## Aim
Please rewrite each of the rows below with "annotate" replaced by "mark" and nothing else changed.

## Provided data
────────────────────

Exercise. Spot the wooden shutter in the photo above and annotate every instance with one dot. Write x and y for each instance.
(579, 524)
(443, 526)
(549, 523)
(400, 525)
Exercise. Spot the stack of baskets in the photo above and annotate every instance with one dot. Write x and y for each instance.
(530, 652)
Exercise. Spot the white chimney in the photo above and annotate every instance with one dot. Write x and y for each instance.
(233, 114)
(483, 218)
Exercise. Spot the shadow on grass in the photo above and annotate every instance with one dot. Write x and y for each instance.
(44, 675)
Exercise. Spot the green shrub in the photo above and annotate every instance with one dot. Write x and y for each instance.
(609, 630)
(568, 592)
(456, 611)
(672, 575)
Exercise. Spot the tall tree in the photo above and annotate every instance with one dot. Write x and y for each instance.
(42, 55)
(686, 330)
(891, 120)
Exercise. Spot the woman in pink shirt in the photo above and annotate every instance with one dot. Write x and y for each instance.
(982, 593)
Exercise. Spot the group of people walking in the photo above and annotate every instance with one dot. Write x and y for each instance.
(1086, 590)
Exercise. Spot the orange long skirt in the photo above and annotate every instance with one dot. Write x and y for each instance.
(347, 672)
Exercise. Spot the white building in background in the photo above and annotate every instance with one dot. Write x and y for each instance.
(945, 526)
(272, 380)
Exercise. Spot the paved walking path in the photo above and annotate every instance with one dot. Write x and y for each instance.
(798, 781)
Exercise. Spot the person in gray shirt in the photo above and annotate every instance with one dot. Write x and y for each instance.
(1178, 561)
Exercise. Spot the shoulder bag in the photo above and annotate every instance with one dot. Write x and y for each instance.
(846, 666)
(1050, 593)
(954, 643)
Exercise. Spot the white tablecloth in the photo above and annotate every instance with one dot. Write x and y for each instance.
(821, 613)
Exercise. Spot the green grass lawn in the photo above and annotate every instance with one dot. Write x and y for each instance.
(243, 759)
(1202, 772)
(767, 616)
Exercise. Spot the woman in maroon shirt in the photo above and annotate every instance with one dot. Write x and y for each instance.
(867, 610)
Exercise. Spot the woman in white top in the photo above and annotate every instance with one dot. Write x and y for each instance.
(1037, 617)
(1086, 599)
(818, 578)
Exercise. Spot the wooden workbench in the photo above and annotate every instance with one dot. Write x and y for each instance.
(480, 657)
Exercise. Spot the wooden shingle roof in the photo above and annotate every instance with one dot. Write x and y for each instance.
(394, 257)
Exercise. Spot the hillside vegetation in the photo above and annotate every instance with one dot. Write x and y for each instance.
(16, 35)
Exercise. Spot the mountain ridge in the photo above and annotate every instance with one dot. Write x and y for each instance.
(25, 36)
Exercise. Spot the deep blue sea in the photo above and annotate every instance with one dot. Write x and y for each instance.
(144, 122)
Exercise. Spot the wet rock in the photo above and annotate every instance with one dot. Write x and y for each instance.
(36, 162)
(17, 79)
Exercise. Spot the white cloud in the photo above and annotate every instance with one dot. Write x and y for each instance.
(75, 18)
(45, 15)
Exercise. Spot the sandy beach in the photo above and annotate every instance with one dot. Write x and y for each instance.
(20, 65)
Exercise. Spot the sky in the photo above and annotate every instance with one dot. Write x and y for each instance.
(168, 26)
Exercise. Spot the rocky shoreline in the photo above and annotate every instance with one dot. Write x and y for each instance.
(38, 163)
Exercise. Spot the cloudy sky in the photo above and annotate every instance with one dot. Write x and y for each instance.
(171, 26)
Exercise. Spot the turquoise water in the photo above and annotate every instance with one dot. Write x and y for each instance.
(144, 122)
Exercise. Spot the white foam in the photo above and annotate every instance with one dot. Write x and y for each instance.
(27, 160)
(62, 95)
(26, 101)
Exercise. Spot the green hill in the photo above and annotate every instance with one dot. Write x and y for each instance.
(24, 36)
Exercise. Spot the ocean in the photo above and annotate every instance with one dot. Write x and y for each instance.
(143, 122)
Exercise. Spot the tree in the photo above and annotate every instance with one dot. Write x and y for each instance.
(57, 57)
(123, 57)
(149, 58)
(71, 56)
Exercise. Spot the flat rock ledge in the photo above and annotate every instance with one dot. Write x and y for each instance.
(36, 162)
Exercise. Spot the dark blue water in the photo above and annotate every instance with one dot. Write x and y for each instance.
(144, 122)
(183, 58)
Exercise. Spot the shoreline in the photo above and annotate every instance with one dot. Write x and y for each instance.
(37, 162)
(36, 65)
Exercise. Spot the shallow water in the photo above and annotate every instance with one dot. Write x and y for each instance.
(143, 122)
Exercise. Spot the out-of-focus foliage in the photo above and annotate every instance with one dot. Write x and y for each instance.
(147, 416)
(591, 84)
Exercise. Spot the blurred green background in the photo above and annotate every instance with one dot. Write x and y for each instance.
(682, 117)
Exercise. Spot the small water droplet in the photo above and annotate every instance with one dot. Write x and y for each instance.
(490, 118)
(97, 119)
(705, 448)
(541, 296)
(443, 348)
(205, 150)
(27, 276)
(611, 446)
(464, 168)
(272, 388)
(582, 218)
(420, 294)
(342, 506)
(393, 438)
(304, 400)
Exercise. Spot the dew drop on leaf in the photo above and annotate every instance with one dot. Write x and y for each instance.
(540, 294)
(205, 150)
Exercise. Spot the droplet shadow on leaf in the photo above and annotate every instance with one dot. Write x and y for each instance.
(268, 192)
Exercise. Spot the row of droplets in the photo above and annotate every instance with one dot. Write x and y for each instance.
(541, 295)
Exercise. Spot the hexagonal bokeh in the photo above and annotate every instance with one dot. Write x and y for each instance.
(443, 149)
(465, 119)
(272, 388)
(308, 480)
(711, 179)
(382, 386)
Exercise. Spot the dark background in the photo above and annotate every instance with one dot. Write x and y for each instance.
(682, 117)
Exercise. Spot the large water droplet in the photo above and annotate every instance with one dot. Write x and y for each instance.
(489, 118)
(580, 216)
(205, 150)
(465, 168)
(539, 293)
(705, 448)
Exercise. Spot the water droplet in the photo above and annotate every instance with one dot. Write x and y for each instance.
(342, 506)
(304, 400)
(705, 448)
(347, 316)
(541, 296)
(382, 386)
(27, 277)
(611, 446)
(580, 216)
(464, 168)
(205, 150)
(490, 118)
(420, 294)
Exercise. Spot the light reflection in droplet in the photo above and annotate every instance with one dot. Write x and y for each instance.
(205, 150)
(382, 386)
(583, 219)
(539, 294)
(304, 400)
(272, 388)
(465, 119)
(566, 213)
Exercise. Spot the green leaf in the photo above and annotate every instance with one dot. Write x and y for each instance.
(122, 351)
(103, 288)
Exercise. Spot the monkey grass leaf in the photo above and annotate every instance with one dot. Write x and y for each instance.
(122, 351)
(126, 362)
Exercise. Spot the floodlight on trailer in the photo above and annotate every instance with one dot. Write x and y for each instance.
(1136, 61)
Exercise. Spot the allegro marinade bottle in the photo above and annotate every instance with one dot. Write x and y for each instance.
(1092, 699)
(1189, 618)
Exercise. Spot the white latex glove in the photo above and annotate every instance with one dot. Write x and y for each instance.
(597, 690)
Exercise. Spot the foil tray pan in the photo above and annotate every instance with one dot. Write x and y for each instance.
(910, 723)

────────────────────

## Problem solution
Exercise. Spot the wooden shutter in the photo above and mark every instance with one dot. Write x and y for each instance.
(579, 524)
(443, 526)
(549, 523)
(400, 525)
Exercise. Spot the stack of baskets in the photo above and mark every instance with one dot. Write x and y for each instance.
(530, 652)
Exercise. Spot the white chimney in the photo above and mark every instance with one dot. Write x and y for each instance.
(233, 114)
(483, 218)
Exercise. Spot the shadow on grass in the photo above and mark every instance with one dot. Write x and y for each instance.
(44, 675)
Exercise. Spot the green shrub in the photo above and mark every instance with one dot. Write x and y for each instance.
(609, 630)
(568, 592)
(456, 611)
(672, 575)
Exercise. Spot the tall tree in the photo above and mark every instance with one dot. Write x and y for each instance.
(42, 55)
(686, 330)
(891, 120)
Exercise. Spot the woman in pink shirt in the photo above and mark every instance with one dot. Write x and y for each instance.
(982, 593)
Exercise. Spot the group of people walking in the photo above and mark every instance with one dot. Write x and y for each instance.
(1086, 590)
Exercise. Spot the orange long skirt in the photo above and mark every instance with one dot. Write x and y for each instance.
(347, 672)
Exercise. Spot the white building in background in the photo above and mark every instance with one dot. Write x and y for each instance.
(945, 526)
(272, 380)
Exercise. Spot the paved walking path in the photo above and mark every instance with one dot. Write x and y for each instance.
(798, 781)
Exercise. Spot the person in gray shirt in the photo above and mark every instance with one dot. Write x and y for each instance.
(1178, 561)
Exercise. Spot the shoulder bag in the photo above and mark every instance with one dot. Write x and y for each instance.
(846, 666)
(1050, 593)
(954, 643)
Exercise. Spot the white tablecloth in the photo above and mark every instance with one dot. Write x and y for each instance.
(821, 613)
Exercise. Spot the green grass lawn in the photo above and mark every instance with one dot. Write x and y for each instance.
(243, 759)
(1202, 772)
(767, 616)
Exercise. Spot the woman in maroon shirt in the photo above and mark every instance with one dot. Write x and y for each instance.
(867, 610)
Exercise. Spot the woman in white top in the photo above and mark every instance with one dot. Write x and y for each instance.
(1037, 617)
(1086, 599)
(818, 578)
Exercise. Spot the wooden workbench in the photo above and mark every instance with one dot. Write x and y for each instance.
(480, 657)
Exercise. Spot the wooden shingle roof in the photo above and mark every instance with one dot. Write x and y for each instance.
(394, 257)
Exercise. Spot the hillside vegetation in the photo above and mark every instance with one dot. Write x and y for each instance.
(16, 35)
Exercise. Spot the mountain ridge in the photo above and mark every instance with one dot. Write x and y for each instance.
(25, 36)
Exercise. Spot the deep blue sea in the photo above and mark every instance with one dot. Write x and y for each instance.
(144, 122)
Exercise. Spot the wet rock in the photo above and mark every instance with one dot. Write x and y for each instance.
(36, 162)
(17, 79)
Exercise. Spot the white cloud in the photo above and mark every instance with one dot. Write x and y for each instance.
(75, 18)
(45, 15)
Exercise. Spot the sandy beach in the photo above and mark every instance with one dot. Write x and y for each instance.
(20, 65)
Exercise. Spot the sky in the photo above and mark every instance with one dot. Write x and y for each instance.
(168, 26)
Exercise. Spot the rocky shoreline in the photo above and mark every instance with one dot. Write x and y for each instance.
(38, 163)
Exercise. Spot the cloudy sky in the photo above and mark every instance with one dot. Write x and y for each instance.
(171, 26)
Exercise. Spot the turquoise water in the photo above and mark every instance with one dot. Write x and y for each instance.
(144, 122)
Exercise. Spot the white foam in the photo above and mark every instance with one dot. Write x and y for each instance.
(27, 160)
(62, 95)
(26, 101)
Exercise. Spot the green hill in the photo above and mark every instance with one dot. Write x and y for each instance.
(24, 36)
Exercise. Spot the ocean in the photo above and mark every instance with one dot. Write x and y for each instance.
(143, 122)
Exercise. Spot the tree in the photo above and mark every instance with one dot. Write x and y for each instance.
(57, 57)
(123, 57)
(149, 58)
(71, 56)
Exercise. Spot the flat rock ledge in the photo above and mark every instance with one dot. Write x and y for each instance.
(36, 162)
Exercise. Spot the dark blue water in the photo above and mark every instance with one dot. Write x and y for each instance.
(144, 122)
(183, 58)
Exercise. Spot the shoreline in the photo above and mark every instance with one dot. Write x and y for each instance.
(37, 162)
(36, 65)
Exercise. Spot the shallow water in the photo above and mark every instance with one dot. Write x and y for each instance.
(143, 122)
Exercise. Spot the out-of-focus foliage in the photo above and mark every instance with one dot. Write x and y for each instance.
(147, 416)
(591, 84)
Exercise. Spot the blurred green background in the photo above and mark every instance with one dot. Write x and y for each instance.
(682, 117)
Exercise. Spot the small water droplet in the photo above and mark every instance with one dot. Write x and y for each instance.
(490, 118)
(97, 119)
(705, 448)
(541, 296)
(443, 348)
(205, 150)
(27, 276)
(611, 446)
(464, 168)
(272, 388)
(582, 218)
(420, 294)
(342, 506)
(393, 438)
(304, 400)
Exercise. Spot the dew drop on leaf in the photo above and mark every instance with one dot. Write x and y for each instance.
(540, 294)
(205, 150)
Exercise. Spot the droplet shadow on leaf in the photo above and mark every instance with one dot. Write x and y for each instance.
(268, 192)
Exercise. Spot the row of droplets in the photo above and mark every instance with one dot. Write x and y for each instance.
(541, 295)
Exercise. Spot the hexagonal bokeh in the photo above and mark every instance with one dot. Write x and y for each instance.
(443, 149)
(465, 119)
(272, 388)
(308, 480)
(711, 179)
(382, 386)
Exercise. Spot the dark background in the photo above and mark every instance with one dot. Write x and y for each instance.
(682, 117)
Exercise. Spot the large water droplet in the photo above and mark every instance with one dot. Write x and y for each instance.
(489, 118)
(580, 216)
(205, 150)
(465, 168)
(539, 293)
(705, 448)
Exercise. Spot the water droplet in the photo above and mark every instance with one dot. Write x and y for each instance.
(342, 506)
(304, 400)
(705, 448)
(347, 316)
(541, 296)
(382, 386)
(27, 277)
(611, 446)
(580, 216)
(464, 168)
(205, 150)
(490, 118)
(420, 294)
Exercise. Spot the light reflection in droplet in the photo above and mark every instance with one dot. Write x and y for each instance.
(205, 150)
(382, 386)
(583, 219)
(539, 294)
(304, 400)
(272, 388)
(465, 119)
(566, 213)
Exercise. Spot the green leaf in the photo above and mark every instance with one dot. Write x and y for each instance.
(122, 351)
(103, 288)
Exercise. Spot the monkey grass leaf in the photo above and mark every instance with one dot. Write x and y for each instance.
(122, 351)
(126, 362)
Exercise. Spot the floodlight on trailer in the photo above and mark every instance with one dot. Write x and y for each instance.
(1136, 61)
Exercise. Spot the allegro marinade bottle in the photo above and mark every instance with one dot. Write x and y for each instance.
(1092, 699)
(1189, 618)
Exercise. Spot the white latex glove in the photo above and mark every instance with one dot. Write x and y for each instance.
(597, 690)
Exercise. Spot the foil tray pan in the photo above and mark every instance with one dot. Write x and y for each instance.
(910, 723)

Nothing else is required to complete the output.